═════ Given records ═════

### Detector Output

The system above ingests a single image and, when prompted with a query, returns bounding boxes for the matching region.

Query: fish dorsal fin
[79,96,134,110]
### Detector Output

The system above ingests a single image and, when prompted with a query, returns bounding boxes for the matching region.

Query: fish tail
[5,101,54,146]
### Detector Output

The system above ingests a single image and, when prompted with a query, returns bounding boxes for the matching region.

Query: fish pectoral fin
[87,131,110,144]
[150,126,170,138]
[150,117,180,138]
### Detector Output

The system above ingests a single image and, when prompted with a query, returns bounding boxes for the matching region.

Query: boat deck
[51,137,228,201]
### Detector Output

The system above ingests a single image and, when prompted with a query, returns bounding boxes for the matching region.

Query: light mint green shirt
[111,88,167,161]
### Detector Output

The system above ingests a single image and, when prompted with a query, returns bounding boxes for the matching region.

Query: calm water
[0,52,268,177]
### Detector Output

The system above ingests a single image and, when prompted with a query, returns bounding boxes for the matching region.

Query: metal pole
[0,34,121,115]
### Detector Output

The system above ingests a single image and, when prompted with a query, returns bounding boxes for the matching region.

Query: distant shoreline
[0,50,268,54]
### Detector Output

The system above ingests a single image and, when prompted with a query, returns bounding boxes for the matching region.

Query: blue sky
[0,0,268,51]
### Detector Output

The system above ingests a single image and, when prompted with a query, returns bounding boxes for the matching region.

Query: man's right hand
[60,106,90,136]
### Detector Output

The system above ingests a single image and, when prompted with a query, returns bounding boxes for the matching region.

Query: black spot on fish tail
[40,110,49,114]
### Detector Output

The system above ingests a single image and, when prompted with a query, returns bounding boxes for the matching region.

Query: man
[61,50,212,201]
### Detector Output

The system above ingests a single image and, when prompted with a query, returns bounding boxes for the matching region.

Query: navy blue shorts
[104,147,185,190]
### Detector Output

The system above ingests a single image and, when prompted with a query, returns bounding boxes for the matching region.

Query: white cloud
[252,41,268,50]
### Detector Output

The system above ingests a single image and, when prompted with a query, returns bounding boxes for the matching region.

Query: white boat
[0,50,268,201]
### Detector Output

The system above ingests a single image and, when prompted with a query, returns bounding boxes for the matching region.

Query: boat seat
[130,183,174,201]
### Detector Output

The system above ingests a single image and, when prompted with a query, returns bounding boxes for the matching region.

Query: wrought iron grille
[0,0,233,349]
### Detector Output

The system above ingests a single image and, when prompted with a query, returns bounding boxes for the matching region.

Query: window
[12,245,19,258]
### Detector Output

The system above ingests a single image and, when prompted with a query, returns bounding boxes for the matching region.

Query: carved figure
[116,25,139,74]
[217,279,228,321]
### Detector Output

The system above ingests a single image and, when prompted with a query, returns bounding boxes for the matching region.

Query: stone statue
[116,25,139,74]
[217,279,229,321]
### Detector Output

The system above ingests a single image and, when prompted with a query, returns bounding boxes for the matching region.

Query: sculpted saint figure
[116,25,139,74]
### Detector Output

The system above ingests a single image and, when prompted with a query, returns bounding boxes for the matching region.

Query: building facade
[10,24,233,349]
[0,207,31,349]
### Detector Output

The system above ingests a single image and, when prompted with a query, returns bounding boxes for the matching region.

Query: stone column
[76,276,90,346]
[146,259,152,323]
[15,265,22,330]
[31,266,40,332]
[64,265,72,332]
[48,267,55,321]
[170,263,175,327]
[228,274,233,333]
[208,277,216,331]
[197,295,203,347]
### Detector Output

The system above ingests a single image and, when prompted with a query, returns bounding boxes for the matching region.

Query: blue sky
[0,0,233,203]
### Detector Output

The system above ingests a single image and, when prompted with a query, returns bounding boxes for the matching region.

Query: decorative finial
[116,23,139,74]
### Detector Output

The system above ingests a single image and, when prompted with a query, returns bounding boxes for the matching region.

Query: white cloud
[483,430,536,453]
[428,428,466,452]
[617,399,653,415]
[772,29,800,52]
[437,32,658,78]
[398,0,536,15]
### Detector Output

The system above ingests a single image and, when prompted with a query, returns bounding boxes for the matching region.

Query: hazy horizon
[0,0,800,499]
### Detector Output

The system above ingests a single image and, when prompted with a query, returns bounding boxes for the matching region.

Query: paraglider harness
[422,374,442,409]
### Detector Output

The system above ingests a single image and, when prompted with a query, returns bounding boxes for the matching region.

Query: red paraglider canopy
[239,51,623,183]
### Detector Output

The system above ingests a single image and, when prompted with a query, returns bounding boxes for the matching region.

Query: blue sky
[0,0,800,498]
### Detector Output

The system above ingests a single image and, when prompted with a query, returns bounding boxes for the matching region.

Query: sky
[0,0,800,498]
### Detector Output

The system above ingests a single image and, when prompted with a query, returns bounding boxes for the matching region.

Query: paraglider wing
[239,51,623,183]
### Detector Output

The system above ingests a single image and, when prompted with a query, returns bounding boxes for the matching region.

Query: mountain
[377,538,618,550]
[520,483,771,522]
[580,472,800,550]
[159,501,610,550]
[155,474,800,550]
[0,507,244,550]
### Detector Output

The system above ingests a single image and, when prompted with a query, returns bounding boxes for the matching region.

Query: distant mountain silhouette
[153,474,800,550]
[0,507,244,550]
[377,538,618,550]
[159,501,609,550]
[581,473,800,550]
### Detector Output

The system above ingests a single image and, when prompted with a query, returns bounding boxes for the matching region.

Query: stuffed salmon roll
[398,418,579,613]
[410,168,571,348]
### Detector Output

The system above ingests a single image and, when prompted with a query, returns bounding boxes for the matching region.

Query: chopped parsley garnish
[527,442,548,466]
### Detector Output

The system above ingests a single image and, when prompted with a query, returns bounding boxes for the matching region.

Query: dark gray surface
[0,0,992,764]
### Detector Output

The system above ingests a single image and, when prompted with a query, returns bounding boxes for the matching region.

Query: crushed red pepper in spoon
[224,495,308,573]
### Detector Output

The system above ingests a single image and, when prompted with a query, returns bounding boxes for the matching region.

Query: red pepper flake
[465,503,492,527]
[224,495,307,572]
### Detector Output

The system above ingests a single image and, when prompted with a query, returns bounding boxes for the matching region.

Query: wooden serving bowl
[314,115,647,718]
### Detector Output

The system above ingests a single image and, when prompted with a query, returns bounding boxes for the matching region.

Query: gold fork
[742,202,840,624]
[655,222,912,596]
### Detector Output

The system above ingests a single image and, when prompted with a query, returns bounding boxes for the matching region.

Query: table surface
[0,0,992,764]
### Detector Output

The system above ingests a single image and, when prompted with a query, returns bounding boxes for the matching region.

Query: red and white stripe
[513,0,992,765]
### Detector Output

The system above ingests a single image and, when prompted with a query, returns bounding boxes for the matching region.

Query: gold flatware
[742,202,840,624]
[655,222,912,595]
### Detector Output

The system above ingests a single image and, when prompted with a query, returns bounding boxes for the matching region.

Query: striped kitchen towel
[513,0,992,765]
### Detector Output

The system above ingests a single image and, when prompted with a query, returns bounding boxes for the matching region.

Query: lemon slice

═════

> **Given task**:
Edit the lines above so that every "Detector Output" becomes "Localization Results", leaving everything else as it is.

> **Finished answer**:
### Localization Results

The system above ingests a single image and, when prompted with a query, returns bounding boxes for the matching region.

Query: fish dorsal fin
[79,96,134,110]
### Localization Results

The system above ingests a single image and, when prompted with a query, returns bounding boxes for the matching region.

Query: fish tail
[5,101,54,146]
### Localization Results

The system above ingests a single image and, when prompted with a query, returns bounding boxes for the matching region.

Query: fish pectoral fin
[87,131,110,144]
[150,126,170,138]
[150,117,180,138]
### Localization Results

The system above ingests a single image and, when prompted with a query, returns bounding boxes for the matching region.

Query: boat deck
[51,137,228,201]
### Localization Results

The system above ingests a single image and, when prompted with a query, returns bounding boxes for the matching region.

Query: light mint green shirt
[111,88,167,161]
### Localization Results

The system above ingests a single image and, when prompted with a query, returns bounding boxes for the matching region.

Query: calm water
[0,52,268,177]
### Localization Results

The system above ingests a single image and, when prompted with a query, returns bounding boxes for the matching region.

Query: metal pole
[0,34,121,115]
### Localization Results

The system above ingests a single image and, when prompted with a query, returns bounding boxes for the matching region.

Query: distant shoreline
[0,50,268,54]
### Localization Results

The system above ingests a single image and, when prompted with a query, returns bounding boxes for the matching region.

Query: blue sky
[0,0,268,51]
### Localization Results

The system above ingests a single image and, when prompted with a query, returns bounding boxes for the matching region.

Query: man's right hand
[60,106,90,136]
### Localization Results

The system above ingests a single image and, when prompted with a query, returns bounding boxes for the matching region.

Query: black spot on fish tail
[40,110,49,114]
### Localization Results

The system above ingests a single image and, when prompted with a query, returns bounding boxes for the matching region.

Query: man
[61,50,212,201]
### Localization Results

The system above ingests a single image and, when prompted with a query, returns bounding boxes for the matching region.

Query: navy blue shorts
[104,147,185,190]
### Localization Results

The system above ingests a single image and, when prompted with a query, returns bounding boxes for the matching region.

Query: white cloud
[252,41,268,50]
### Localization Results

The system above ingests a single image and, when prompted with a query, returns bounding boxes for the matching region.

Query: white boat
[0,50,268,201]
### Localization Results

The system above ingests a single image and, when prompted with a query, returns bounding boxes for the matching region.

Query: boat seat
[130,183,174,201]
### Localization Results

The system above ingests a single image and, when prompted with a query, returns bounding boxes for the matching region.

Query: wrought iron grille
[0,0,233,349]
### Localization Results

The system above ingests a single image and, when prompted with a query, returns bounding boxes for the matching region.

Query: window
[12,245,19,258]
### Localization Results

The system above ingests a single image and, when prompted with a query, returns bounding boxes for the matching region.

Query: carved figure
[116,25,139,74]
[217,279,228,321]
### Localization Results

The system above ingests a single image and, when prompted with a query, returns bounding boxes for the matching region.

Query: stone statue
[116,25,139,74]
[217,279,229,321]
### Localization Results

The system above ingests a single image and, when prompted with a query, returns bounding boxes for the matching region.

Query: sculpted saint figure
[116,25,139,74]
### Localization Results

The system above ingests a single image and, when prompted with a query, returns bounding boxes for the matching region.

Query: building facade
[10,24,233,349]
[0,207,31,349]
### Localization Results

The system above ingests a single image and, when prompted with a query, returns bounding boxes for the matching region.

Query: stone column
[76,276,90,346]
[146,259,152,323]
[15,265,22,330]
[31,266,40,332]
[64,265,72,332]
[48,267,55,321]
[170,263,175,327]
[228,274,233,333]
[208,277,216,331]
[197,295,203,347]
### Localization Results

The system above ingests a single image and, when prompted with a query, returns bounding boxes for the matching region.

Query: blue sky
[0,0,233,203]
### Localization Results

The system above ingests a single image and, when prompted with a query, returns bounding boxes for the matching region.

Query: decorative finial
[116,23,139,74]
### Localization Results

The system above ingests a single image and, when prompted with a query, returns bounding boxes for the matching region.

Query: white cloud
[483,430,536,453]
[428,428,466,452]
[617,399,653,415]
[772,29,800,52]
[437,32,658,78]
[398,0,536,15]
### Localization Results

The system above ingests a single image and, when prompted with a query, returns bounding boxes for the matching region.

Query: hazy horizon
[0,0,800,499]
### Localization Results

The system above ingests a single image and, when prompted with a query, returns bounding boxes for the matching region.

Query: paraglider harness
[422,374,442,409]
### Localization Results

The system above ingests a single image and, when prompted with a query, returns bounding boxes for the matching region.

Query: red paraglider canopy
[239,51,623,183]
### Localization Results

The system above ingests a single image and, when prompted with a query, returns bounding boxes for the matching region.

Query: blue sky
[0,0,800,498]
### Localization Results

The system above ingests a single image and, when prompted with a query, returns bounding boxes for the matching region.

Query: sky
[0,0,800,498]
### Localization Results

The system above ingests a single image and, when prompted with a query, returns bounding boxes for the matching region.

Query: paraglider wing
[239,51,623,183]
### Localization Results

The system above ingests a single image and, when prompted with a query, returns bounding boxes for the matching region.

Query: mountain
[377,538,618,550]
[520,483,771,522]
[580,472,800,550]
[159,501,610,550]
[155,474,800,550]
[0,507,244,550]
### Localization Results

The system above ingests a single image and, when prompted with a query, returns bounding boxes for the matching region.

Query: distant mountain silhouette
[153,474,800,550]
[0,507,244,550]
[377,538,618,550]
[159,501,609,550]
[581,473,800,550]
### Localization Results

The system above ingests a single image and, when prompted with a query, returns bounding boxes for the matching region.

Query: stuffed salmon roll
[398,418,579,613]
[410,168,571,348]
### Localization Results

The system above ingests a single image and, when prompted with a query, returns bounding boxes for the matching region.

Query: chopped parsley garnish
[527,442,548,466]
### Localization Results

The system above ingests a single image and, when prompted with a query, returns bounding boxes for the matching region.

Query: dark gray surface
[0,0,992,764]
### Localization Results

The system above ingests a single image and, when prompted with a query, returns bounding boxes for the matching region.

Query: crushed red pepper in spoon
[224,495,308,573]
### Localization Results

The system above ingests a single image and, when prompted with a query, returns bounding boxes for the matching region.

Query: red pepper flake
[465,503,492,527]
[224,495,307,572]
### Localization Results

The system above ingests a single image and, when prompted with a query, returns bounding boxes for the matching region.

Query: wooden serving bowl
[314,115,647,718]
### Localization Results

The system above ingests a single image and, when prompted with a query, returns bounding boxes for the matching region.

Query: gold fork
[742,202,840,624]
[655,222,912,596]
### Localization Results

The system above ingests a single image and, when prompted with a query, returns bounding boxes for the matching region.

Query: table surface
[0,0,992,764]
### Localization Results

The system above ingests a single image and, when prompted with a query, returns bounding boxes for the matching region.

Query: red and white stripe
[513,0,992,765]
### Localization Results

The system above ingests a single image and, when prompted with a query, returns bounding boxes for the matching region.

Query: gold flatware
[742,202,840,624]
[655,222,912,595]
### Localization Results

The system above ingests a single image and, when prompted with a query, returns bounding boxes for the matching region.

Query: striped kitchen towel
[513,0,992,765]
### Localization Results

The system above ingests a single image and, when prompted with a query, returns bounding boxes for the matching region.

Query: lemon slice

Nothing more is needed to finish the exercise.